:: EXTRACTED INFORMATION ::
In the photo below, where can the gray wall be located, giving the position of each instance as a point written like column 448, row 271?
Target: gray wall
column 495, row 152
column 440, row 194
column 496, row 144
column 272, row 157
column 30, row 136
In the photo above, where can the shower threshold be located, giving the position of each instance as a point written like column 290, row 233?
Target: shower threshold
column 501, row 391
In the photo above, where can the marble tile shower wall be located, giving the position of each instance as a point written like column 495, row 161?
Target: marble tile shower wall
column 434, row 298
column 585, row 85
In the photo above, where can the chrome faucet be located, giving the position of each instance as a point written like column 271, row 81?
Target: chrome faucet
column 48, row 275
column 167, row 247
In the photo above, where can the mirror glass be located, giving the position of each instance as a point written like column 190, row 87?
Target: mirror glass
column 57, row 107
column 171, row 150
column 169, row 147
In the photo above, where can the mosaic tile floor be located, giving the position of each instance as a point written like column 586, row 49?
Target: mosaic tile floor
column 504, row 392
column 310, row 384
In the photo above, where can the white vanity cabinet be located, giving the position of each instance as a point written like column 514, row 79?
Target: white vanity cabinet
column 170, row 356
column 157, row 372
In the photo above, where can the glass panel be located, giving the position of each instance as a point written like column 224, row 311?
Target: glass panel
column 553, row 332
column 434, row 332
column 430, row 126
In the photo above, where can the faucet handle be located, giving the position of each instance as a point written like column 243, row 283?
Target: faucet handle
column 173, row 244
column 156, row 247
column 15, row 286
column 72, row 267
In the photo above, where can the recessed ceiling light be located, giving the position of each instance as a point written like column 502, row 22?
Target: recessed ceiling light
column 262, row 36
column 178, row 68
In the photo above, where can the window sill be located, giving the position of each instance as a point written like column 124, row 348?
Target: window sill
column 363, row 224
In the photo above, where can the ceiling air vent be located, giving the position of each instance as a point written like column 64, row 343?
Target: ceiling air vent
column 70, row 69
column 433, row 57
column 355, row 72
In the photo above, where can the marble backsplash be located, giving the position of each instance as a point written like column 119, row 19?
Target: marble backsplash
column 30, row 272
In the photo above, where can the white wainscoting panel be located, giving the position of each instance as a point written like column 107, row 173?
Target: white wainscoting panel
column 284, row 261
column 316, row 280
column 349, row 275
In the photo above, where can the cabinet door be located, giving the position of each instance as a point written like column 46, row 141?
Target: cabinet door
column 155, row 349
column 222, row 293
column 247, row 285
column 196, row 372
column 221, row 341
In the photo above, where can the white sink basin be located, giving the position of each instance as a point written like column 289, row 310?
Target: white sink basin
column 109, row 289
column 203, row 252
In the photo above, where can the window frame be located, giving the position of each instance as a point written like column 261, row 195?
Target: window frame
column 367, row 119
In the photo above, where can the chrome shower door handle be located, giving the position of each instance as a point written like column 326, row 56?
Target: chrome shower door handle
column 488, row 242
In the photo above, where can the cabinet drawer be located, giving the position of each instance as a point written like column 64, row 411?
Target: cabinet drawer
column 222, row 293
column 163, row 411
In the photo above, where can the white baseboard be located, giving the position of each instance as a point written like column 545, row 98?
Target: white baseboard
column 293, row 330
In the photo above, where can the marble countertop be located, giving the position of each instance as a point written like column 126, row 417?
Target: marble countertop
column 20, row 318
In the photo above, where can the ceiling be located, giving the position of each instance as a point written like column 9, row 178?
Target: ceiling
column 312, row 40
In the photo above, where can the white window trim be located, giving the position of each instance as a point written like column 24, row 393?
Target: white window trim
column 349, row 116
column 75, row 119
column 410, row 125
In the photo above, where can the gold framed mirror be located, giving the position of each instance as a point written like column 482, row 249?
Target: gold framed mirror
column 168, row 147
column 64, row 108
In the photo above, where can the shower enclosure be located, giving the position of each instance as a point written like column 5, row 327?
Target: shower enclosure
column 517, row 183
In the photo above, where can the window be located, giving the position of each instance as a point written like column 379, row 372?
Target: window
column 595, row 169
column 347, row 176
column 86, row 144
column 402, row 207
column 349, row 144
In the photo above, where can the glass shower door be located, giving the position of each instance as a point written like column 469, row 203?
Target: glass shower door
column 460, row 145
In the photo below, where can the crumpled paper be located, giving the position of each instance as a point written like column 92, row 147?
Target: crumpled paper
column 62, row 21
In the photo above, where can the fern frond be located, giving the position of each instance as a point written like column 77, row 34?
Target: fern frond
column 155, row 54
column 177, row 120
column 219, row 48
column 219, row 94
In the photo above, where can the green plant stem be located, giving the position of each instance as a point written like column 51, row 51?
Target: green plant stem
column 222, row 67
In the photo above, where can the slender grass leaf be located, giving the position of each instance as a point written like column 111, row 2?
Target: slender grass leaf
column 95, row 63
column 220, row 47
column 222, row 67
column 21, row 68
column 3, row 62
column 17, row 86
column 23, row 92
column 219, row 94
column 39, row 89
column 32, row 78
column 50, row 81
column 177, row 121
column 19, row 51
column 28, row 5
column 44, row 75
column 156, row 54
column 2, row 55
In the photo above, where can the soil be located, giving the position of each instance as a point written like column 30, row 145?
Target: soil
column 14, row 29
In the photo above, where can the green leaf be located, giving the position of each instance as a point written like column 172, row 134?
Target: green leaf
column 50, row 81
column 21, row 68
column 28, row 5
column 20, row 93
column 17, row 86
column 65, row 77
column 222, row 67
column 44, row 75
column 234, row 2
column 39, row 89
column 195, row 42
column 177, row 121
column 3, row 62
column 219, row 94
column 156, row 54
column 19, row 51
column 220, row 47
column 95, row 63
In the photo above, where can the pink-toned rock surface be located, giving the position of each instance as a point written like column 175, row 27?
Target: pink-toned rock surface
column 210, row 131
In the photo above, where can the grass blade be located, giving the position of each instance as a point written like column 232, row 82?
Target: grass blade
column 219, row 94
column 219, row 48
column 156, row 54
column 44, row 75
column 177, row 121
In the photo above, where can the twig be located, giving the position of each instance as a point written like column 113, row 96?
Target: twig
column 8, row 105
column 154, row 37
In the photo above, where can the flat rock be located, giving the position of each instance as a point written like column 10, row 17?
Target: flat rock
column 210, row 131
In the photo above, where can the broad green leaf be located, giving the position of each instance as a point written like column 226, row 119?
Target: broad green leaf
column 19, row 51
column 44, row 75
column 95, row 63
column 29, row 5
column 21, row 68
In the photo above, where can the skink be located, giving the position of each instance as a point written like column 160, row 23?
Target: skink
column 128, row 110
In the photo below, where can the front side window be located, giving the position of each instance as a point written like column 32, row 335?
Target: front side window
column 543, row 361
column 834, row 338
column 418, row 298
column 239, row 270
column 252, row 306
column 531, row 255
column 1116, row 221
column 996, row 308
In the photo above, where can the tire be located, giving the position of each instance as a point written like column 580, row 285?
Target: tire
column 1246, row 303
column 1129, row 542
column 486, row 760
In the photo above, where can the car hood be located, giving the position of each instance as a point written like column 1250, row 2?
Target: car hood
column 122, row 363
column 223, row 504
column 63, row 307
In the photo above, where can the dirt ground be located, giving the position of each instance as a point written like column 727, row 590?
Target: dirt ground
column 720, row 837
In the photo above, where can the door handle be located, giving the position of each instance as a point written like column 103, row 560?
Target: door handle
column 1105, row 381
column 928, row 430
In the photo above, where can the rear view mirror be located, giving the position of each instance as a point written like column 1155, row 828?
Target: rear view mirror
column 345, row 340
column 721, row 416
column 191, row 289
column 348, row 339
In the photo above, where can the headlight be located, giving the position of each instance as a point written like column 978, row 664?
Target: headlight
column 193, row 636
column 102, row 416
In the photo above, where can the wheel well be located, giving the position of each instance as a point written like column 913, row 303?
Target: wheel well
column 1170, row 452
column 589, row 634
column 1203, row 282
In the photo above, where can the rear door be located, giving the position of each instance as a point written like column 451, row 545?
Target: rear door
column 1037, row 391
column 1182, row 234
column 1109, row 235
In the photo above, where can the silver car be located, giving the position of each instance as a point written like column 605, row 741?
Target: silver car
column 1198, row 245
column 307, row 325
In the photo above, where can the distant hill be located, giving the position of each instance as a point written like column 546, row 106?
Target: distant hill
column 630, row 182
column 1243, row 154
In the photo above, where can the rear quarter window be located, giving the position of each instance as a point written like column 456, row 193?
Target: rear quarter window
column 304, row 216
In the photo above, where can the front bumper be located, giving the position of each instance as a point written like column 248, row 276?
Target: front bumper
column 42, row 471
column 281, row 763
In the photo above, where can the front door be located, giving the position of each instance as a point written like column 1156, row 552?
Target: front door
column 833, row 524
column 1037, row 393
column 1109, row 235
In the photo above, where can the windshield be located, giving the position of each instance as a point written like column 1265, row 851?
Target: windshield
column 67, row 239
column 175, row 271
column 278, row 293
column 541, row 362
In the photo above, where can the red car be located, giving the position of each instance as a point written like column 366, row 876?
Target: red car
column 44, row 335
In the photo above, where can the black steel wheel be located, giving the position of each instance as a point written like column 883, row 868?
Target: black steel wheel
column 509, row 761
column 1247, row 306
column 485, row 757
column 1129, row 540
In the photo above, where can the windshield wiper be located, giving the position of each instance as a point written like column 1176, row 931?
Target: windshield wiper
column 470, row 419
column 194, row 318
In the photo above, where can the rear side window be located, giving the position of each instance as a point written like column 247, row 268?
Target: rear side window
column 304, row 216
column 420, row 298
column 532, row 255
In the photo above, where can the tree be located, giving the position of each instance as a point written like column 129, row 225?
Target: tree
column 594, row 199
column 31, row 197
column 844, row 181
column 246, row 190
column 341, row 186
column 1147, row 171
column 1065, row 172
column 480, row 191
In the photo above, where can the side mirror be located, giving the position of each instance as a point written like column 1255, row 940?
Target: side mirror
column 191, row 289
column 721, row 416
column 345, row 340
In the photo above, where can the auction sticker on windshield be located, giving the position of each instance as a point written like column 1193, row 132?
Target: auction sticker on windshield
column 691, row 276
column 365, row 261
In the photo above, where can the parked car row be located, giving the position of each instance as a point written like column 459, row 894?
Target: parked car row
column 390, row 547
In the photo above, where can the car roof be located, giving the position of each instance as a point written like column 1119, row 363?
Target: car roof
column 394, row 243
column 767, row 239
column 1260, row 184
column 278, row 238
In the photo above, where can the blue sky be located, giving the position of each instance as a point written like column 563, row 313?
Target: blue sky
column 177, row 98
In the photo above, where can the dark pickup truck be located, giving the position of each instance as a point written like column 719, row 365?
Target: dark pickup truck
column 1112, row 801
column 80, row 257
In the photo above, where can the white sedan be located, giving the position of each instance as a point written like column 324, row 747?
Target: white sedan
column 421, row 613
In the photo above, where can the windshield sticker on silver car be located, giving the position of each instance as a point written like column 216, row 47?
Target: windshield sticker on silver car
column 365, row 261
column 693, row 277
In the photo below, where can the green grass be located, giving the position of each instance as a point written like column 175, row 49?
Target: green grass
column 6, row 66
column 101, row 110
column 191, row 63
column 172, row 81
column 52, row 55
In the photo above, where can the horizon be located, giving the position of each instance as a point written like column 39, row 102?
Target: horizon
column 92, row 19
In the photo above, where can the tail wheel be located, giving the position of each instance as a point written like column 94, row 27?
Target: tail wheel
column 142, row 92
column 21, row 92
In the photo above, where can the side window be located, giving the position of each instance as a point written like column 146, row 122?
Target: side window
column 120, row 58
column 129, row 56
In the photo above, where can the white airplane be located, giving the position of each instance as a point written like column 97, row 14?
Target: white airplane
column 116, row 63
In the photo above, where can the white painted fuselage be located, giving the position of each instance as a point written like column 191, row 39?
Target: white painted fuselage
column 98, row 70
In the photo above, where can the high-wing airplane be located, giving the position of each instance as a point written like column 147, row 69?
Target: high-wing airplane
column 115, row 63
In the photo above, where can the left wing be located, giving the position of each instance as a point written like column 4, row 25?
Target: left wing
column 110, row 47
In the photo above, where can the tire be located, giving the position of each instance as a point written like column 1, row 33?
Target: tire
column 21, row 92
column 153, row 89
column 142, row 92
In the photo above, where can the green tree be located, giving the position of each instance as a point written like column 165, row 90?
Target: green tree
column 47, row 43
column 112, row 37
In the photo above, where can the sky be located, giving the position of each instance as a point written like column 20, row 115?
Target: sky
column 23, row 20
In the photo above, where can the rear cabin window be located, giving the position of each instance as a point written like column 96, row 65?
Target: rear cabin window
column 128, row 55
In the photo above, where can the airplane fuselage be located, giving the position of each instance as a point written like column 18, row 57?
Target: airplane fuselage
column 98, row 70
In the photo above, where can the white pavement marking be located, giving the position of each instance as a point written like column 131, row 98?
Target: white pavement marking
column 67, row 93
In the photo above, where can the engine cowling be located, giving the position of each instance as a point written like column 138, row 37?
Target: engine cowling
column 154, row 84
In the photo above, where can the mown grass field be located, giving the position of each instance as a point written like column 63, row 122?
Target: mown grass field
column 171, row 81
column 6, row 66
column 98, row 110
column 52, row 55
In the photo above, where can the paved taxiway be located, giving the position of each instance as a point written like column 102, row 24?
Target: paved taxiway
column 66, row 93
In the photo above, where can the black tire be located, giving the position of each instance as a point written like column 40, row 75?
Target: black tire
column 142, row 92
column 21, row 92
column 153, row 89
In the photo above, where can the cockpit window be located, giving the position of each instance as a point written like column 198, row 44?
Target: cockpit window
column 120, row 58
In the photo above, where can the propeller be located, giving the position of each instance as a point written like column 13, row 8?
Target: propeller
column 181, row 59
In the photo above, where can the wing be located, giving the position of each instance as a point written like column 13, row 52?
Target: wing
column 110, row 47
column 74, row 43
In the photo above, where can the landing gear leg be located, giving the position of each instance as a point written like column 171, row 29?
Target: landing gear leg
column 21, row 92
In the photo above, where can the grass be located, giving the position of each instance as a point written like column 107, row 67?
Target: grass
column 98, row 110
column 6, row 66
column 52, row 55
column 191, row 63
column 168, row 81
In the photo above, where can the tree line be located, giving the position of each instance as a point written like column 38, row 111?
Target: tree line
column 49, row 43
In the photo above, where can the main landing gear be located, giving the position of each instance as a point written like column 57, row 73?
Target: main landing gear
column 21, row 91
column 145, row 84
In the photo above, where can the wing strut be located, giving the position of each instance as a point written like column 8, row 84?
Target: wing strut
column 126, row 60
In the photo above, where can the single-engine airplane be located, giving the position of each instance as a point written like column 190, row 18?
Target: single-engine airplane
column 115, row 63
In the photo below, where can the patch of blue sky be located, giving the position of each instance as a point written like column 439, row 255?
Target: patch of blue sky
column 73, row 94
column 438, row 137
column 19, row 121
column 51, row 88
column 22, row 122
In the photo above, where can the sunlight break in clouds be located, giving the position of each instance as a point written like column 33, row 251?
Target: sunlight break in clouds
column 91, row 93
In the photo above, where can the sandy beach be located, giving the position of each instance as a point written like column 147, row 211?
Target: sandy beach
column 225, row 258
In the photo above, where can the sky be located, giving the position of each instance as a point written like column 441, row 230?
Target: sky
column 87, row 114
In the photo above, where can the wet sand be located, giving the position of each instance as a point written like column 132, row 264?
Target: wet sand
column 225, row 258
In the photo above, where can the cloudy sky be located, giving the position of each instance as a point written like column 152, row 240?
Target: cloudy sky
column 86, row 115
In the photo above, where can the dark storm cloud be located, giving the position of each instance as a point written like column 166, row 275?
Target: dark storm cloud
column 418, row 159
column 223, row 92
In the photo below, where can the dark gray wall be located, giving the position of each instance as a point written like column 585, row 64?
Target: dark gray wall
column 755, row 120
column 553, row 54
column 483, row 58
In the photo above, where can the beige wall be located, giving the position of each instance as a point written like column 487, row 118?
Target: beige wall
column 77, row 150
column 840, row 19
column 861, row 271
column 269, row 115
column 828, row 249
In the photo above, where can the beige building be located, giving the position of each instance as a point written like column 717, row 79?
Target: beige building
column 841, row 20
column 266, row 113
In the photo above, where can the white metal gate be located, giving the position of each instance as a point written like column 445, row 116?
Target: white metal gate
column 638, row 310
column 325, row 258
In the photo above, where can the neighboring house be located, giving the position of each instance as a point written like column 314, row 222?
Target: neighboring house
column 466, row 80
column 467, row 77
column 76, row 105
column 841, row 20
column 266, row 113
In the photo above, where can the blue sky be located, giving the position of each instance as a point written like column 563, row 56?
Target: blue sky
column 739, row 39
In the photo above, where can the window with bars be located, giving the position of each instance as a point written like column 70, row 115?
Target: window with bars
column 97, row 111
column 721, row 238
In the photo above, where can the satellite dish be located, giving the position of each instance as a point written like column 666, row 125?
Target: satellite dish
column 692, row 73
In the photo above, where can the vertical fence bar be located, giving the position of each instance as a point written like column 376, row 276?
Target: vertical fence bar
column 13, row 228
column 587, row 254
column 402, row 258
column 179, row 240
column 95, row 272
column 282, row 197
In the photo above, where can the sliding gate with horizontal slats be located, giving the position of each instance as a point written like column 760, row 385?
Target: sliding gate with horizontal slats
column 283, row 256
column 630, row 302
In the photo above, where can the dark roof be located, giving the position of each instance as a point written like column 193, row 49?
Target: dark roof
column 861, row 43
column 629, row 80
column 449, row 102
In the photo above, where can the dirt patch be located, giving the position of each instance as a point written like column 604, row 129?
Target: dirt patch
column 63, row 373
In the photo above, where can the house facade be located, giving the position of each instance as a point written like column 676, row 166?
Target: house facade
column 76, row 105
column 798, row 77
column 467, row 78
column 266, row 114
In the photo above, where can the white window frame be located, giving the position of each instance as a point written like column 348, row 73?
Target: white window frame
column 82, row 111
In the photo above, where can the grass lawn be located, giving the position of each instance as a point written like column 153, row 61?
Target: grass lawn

:: SHORT TASK ::
Copy the material word for word, beginning at the line that contains "In the photo above, where can the broad" and ending after the line that contains "column 486, row 760".

:: THE OUTPUT ::
In the photo above, where can the broad green leaf be located, giving the position of each instance as a point written like column 226, row 119?
Target: broad green leaf
column 19, row 51
column 44, row 75
column 95, row 63
column 29, row 5
column 21, row 68
In the photo above, where can the skink be located, giving the position of each instance as a point written like column 160, row 23?
Target: skink
column 128, row 110
In the photo below, where can the front side window be located, giving the position of each instance as a point written like column 32, row 335?
Target: front side window
column 543, row 361
column 834, row 338
column 418, row 298
column 239, row 270
column 252, row 306
column 531, row 255
column 1116, row 221
column 996, row 308
In the photo above, where can the tire be located, giving the position of each instance as a point written like column 580, row 285?
Target: tire
column 1246, row 303
column 1129, row 542
column 486, row 760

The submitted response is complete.